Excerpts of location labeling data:
- - -

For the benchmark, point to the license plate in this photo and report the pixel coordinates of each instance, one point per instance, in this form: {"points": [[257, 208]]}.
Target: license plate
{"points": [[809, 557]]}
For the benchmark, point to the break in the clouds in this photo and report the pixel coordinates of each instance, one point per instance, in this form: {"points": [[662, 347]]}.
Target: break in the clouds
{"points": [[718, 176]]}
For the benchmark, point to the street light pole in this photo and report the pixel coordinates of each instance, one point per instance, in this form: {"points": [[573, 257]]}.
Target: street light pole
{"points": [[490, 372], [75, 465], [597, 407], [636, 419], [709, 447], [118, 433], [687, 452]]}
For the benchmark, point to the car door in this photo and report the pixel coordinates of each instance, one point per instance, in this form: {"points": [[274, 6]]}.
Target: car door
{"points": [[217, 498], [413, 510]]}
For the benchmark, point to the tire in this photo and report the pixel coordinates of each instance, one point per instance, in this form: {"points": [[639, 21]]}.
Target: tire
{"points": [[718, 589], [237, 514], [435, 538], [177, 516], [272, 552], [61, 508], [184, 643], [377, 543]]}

- - -

**THE PROBLEM**: Reproduce the material above verbatim, keeping every line and character unchanged.

**SOLUTION BELOW**:
For the benchmark, point to the license plate in this photo and report the pixel coordinates of each instance, one point per instance, in this form: {"points": [[257, 208]]}.
Target: license plate
{"points": [[809, 557]]}
For the benchmark, point to the break in the clouds in this photo and report the pixel coordinates of each instance, one point per instance, in this form: {"points": [[662, 347]]}.
Target: break in the clouds
{"points": [[718, 176]]}
For the benchmark, point to the street light pole in this photo and report the pixel coordinates of each instance, one point per instance, in this form: {"points": [[573, 257]]}.
Target: street light pole
{"points": [[490, 372], [75, 465], [597, 407], [636, 419], [709, 447], [118, 433], [687, 452]]}
For the benchmark, point to the car door in this photo and report the pixel coordinates of each instance, one point per instance, in this form: {"points": [[274, 6]]}.
Target: car door
{"points": [[217, 498], [413, 510]]}
For the benchmark, point to the tire in this photo and report the pixel coordinates of each instance, one point per instance, in this form: {"points": [[639, 21]]}.
Target: tire
{"points": [[718, 589], [237, 514], [435, 538], [177, 516], [272, 552], [61, 508], [184, 643], [377, 543]]}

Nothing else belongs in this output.